**Exercise brief**
Can you convert the lines running from the start of the records through the line that contains "A sample in", both included, into a JSON list of strings with one string per line and no blank lines?

**Source material**
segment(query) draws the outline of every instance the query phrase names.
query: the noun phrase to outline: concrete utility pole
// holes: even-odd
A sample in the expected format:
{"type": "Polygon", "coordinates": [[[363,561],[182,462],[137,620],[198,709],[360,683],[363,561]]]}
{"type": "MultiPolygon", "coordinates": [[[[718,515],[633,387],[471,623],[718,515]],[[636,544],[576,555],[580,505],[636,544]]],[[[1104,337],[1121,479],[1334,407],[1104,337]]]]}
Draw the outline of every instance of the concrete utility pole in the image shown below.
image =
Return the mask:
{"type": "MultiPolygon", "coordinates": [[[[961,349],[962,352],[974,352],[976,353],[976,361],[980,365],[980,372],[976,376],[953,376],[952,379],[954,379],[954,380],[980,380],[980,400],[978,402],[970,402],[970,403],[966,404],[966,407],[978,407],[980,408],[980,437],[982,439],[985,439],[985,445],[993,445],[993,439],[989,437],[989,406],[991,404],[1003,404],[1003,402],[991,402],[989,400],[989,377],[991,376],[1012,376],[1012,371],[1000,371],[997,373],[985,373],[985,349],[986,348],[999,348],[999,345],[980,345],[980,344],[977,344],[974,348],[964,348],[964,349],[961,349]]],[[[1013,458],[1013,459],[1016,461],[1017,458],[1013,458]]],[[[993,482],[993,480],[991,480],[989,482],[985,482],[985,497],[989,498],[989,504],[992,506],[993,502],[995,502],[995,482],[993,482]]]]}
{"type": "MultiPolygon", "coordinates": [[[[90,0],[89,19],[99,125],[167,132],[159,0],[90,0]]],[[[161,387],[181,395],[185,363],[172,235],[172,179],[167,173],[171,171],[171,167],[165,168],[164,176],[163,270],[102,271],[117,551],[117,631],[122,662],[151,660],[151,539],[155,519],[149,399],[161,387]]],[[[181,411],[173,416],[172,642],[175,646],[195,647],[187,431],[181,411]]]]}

**Answer**
[
  "segment(query) draws the outline of every instance the query phrase names.",
  "query: the noun phrase to outline: concrete utility pole",
  "// holes: even-odd",
  "A sample in the expected format:"
]